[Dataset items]
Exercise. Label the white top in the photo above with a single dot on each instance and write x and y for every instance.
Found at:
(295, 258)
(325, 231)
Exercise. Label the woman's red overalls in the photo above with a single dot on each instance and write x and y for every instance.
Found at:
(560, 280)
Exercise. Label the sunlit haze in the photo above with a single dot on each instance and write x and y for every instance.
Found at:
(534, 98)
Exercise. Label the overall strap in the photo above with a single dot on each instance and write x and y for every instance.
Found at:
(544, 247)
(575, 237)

---

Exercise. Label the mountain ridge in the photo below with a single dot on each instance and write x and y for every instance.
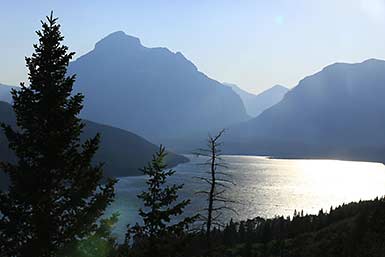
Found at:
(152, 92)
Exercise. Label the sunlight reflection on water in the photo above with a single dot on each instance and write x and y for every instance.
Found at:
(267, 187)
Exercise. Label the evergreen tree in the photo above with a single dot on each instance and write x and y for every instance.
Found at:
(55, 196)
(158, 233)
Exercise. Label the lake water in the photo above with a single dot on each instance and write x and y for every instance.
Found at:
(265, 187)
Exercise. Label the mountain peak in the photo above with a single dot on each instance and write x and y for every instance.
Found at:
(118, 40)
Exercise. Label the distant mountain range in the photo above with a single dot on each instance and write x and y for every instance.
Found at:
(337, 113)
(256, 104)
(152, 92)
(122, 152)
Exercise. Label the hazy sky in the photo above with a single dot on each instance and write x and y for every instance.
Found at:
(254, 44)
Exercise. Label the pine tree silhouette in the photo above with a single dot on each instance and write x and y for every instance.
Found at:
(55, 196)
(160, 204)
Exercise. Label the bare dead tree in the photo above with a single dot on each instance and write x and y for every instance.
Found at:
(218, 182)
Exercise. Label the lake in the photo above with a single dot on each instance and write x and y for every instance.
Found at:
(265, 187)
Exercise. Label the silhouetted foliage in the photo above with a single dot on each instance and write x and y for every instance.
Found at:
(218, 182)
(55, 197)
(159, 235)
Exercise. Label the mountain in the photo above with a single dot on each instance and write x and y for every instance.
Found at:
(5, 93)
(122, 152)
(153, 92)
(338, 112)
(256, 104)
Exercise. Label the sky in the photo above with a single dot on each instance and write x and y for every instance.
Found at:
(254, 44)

---

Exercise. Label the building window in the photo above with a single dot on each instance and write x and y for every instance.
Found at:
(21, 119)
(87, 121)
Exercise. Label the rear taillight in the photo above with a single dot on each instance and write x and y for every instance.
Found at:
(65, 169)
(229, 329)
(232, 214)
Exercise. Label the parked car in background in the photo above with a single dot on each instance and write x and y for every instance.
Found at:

_Description of the task_
Filter the records down to the lines containing the word "lake", and copy those.

_Exercise response_
Exercise. Label the lake water in the photo above with a single dot on each instance and write x and y for every instance.
Exercise. Label the lake in the photo above with a single dot on each instance and write x and y for every instance.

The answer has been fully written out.